Personal details
- Born: William Lane Watkins November 26, 1852 Baltimore, Maryland
- Died: December 31, 1929 (aged 77) Mitchellville, Maryland
- Spouse: Jane E Turner
- Children: Wilson Watkins, Susie J (Watkins) Owens, William C. Watkins, Maud Watkins, Blanch Watkins, Harry Brook Watkins
- Parent(s): William H Watkins, Susan M Bowie (also spelled Buoy, Bowy, Bone or Bonie)
- Alma mater: New Bedford High School Boston University School of Medicine
- Profession: Physician, schoolteacher

= William Lane Watkins =

American physician

William Lane Watkins (1852-1929) was an African American physician and schoolteacher. He practiced medicine and was the teacher and principal of Mt. Nebo School for Colored Children in Prince George's County, Maryland, and was the first black man to graduate from the Boston University School of Medicine.

== Family, early life and education ==

William L Watkins was born in Baltimore, Maryland, in 1852. His father, William H Watkins, was a white man, born in Baltimore in about 1821. His mother, Susan Marie Bowie, was a mixed-race woman born into slavery in Prince George's County in about 1829. Prince George's County, in southern Maryland, was tobacco-producing country, where the majority of black residents in the early- to mid-1800s were enslaved, and the circumstances under which Susan escaped slavery are unclear. Since marriage between black and white persons was illegal in Maryland at the time, their marriage was not formally recorded and the date and location is unknown.
####
Set of tasks:
**a.** List the children of William Lane Watkins named in the biography.
**b.** Carry the biography of William Lane Watkins forward from the point where it stops.

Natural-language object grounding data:
####
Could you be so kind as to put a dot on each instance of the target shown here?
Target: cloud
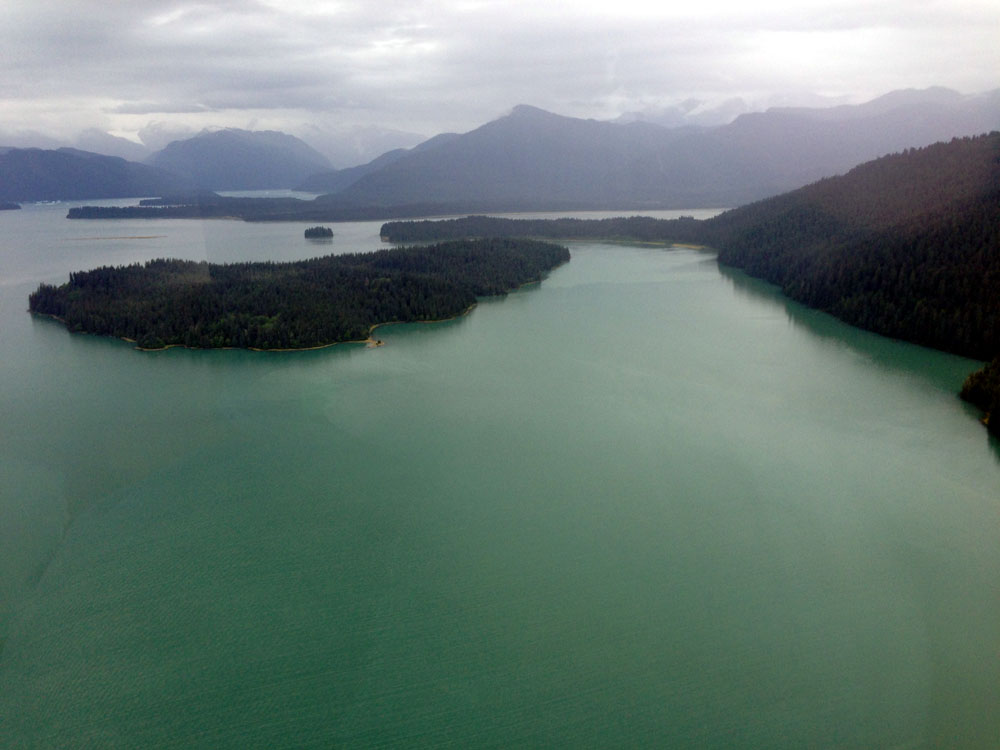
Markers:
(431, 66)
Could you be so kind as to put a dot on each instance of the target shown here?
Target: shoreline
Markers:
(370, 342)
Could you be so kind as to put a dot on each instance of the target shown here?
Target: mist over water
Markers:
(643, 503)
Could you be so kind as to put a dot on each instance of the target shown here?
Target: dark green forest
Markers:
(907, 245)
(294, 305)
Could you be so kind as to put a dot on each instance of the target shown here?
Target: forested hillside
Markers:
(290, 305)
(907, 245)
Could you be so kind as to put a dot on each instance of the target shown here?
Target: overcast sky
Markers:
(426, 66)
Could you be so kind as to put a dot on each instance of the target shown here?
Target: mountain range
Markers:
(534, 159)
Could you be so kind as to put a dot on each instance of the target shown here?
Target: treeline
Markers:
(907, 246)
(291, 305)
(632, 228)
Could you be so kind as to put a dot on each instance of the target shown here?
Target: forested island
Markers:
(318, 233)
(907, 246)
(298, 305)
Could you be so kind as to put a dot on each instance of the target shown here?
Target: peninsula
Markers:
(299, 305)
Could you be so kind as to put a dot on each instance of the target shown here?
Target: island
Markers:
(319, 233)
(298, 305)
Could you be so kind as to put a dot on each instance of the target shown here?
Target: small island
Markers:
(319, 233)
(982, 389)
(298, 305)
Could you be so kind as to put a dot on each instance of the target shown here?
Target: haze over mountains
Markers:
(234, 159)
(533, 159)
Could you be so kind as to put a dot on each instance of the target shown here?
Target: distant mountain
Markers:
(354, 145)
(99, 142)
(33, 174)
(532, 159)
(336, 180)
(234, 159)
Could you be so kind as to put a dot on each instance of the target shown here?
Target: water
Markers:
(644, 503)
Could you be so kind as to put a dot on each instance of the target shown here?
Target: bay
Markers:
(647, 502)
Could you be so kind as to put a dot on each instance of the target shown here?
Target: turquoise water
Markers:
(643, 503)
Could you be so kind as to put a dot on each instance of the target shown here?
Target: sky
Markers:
####
Answers to the tasks:
**a.** Wilson Watkins, Susie J (Watkins) Owens, William C. Watkins, Maud Watkins, Blanch Watkins, Harry Brook Watkins

**b.**
The family moved to New Bedford, Massachusetts, when William L Watkins was a child, and his father worked as a city messenger there, while his mother kept house. William Lane Watkins attended New Bedford High School, graduating in July, 1872. In 1873 he became a member of the first class to be accepted into the newly formed Boston University School of Medicine, and he graduated in 1876, the first black man to receive an MD from the school. (Rebecca Lee Crumpler, who received an MD from the New England Female Medical College in 1864, is considered the school's first black female graduate.)

His medical school thesis, on an herb called jaborandi, was published as an article by the homeopathic journal New England Medical Gazette in 1876: this is his only known publication.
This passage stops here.